— Exercise —
Render every entry exactly as it appears.
>> Start Exercise data
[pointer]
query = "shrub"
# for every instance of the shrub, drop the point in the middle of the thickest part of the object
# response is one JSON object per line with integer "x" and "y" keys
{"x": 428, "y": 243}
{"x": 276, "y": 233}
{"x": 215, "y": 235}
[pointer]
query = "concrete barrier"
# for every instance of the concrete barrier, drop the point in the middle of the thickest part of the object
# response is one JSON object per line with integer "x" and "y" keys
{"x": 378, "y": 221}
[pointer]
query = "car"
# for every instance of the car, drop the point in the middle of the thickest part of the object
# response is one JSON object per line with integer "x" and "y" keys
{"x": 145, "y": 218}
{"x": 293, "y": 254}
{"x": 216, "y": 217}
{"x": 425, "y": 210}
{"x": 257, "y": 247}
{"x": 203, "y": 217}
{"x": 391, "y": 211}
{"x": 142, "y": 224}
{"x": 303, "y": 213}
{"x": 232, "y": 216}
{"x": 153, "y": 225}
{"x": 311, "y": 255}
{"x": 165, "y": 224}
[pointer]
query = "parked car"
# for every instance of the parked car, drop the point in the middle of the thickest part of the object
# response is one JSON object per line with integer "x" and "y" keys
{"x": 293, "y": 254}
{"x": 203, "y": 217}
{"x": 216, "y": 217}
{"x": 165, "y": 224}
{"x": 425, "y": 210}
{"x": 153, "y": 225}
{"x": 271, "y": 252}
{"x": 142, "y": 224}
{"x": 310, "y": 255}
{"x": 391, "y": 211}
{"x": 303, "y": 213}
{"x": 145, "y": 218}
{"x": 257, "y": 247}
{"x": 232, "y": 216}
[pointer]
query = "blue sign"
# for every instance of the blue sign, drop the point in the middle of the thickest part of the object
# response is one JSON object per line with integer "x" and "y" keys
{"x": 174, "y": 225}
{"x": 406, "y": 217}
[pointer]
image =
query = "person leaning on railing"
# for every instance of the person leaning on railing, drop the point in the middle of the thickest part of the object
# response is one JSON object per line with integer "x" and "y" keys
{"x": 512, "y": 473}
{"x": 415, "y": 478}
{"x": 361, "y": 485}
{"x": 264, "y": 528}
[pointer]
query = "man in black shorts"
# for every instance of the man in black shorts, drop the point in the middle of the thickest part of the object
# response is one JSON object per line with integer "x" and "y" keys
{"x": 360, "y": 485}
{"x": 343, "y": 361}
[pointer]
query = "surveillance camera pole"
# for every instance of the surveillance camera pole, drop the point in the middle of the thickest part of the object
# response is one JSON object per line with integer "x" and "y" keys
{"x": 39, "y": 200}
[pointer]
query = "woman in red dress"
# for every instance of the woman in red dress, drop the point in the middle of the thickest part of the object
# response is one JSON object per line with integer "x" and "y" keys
>> End Exercise data
— Completed task —
[pointer]
query = "shrub"
# for every instance of the shrub, drop the point in the middle of the thickest part of the object
# response is one JSON object per line with integer "x" and "y" keys
{"x": 428, "y": 243}
{"x": 276, "y": 233}
{"x": 215, "y": 235}
[pointer]
query = "concrete barrier"
# for every instance of the concrete barrier, drop the point in the middle of the thickest part of the object
# response is one JSON object per line with integer "x" and "y" keys
{"x": 378, "y": 221}
[pointer]
query = "car"
# for every instance of the car, drop the point in the middle of the thickest part of the object
# response is one JSON object per line with integer "x" and "y" keys
{"x": 145, "y": 218}
{"x": 293, "y": 254}
{"x": 216, "y": 217}
{"x": 425, "y": 210}
{"x": 257, "y": 247}
{"x": 203, "y": 217}
{"x": 391, "y": 211}
{"x": 142, "y": 224}
{"x": 303, "y": 213}
{"x": 232, "y": 216}
{"x": 153, "y": 225}
{"x": 311, "y": 255}
{"x": 165, "y": 224}
[pointer]
query = "parked car"
# for every instance of the parked car, drop the point in the middle of the thickest part of the object
# response is one JSON object per line with integer "x" and "y" keys
{"x": 293, "y": 254}
{"x": 203, "y": 217}
{"x": 216, "y": 217}
{"x": 165, "y": 224}
{"x": 425, "y": 210}
{"x": 153, "y": 225}
{"x": 271, "y": 252}
{"x": 142, "y": 224}
{"x": 310, "y": 255}
{"x": 391, "y": 211}
{"x": 303, "y": 213}
{"x": 145, "y": 218}
{"x": 257, "y": 247}
{"x": 232, "y": 216}
[pointer]
query = "blue sign"
# for every instance of the blue sign, drop the point in the middle of the thickest part of the object
# response is one JSON object per line with integer "x" and "y" keys
{"x": 174, "y": 225}
{"x": 406, "y": 217}
[pointer]
image =
query = "person leaning on railing"
# for every instance of the person leaning on railing, drop the point in the middle of the thickest part of the object
# response is one JSON object per line with integer "x" and "y" keys
{"x": 512, "y": 473}
{"x": 415, "y": 478}
{"x": 361, "y": 485}
{"x": 264, "y": 528}
[pointer]
query = "man in black shorts"
# for every instance of the man in black shorts, drop the point in the middle of the thickest part of the object
# response is one JSON object per line with integer "x" and "y" keys
{"x": 360, "y": 485}
{"x": 343, "y": 361}
[pointer]
query = "surveillance camera pole"
# for every instance of the surveillance camera pole, drop the point in the middle of the thickest part of the object
# response is one JSON object per line with integer "x" and "y" keys
{"x": 39, "y": 200}
[pointer]
query = "woman in red dress"
# for every instance of the woman in red dress, drop the point in the middle of the thickest part of the object
# response is one JSON object per line with integer "x" and "y" keys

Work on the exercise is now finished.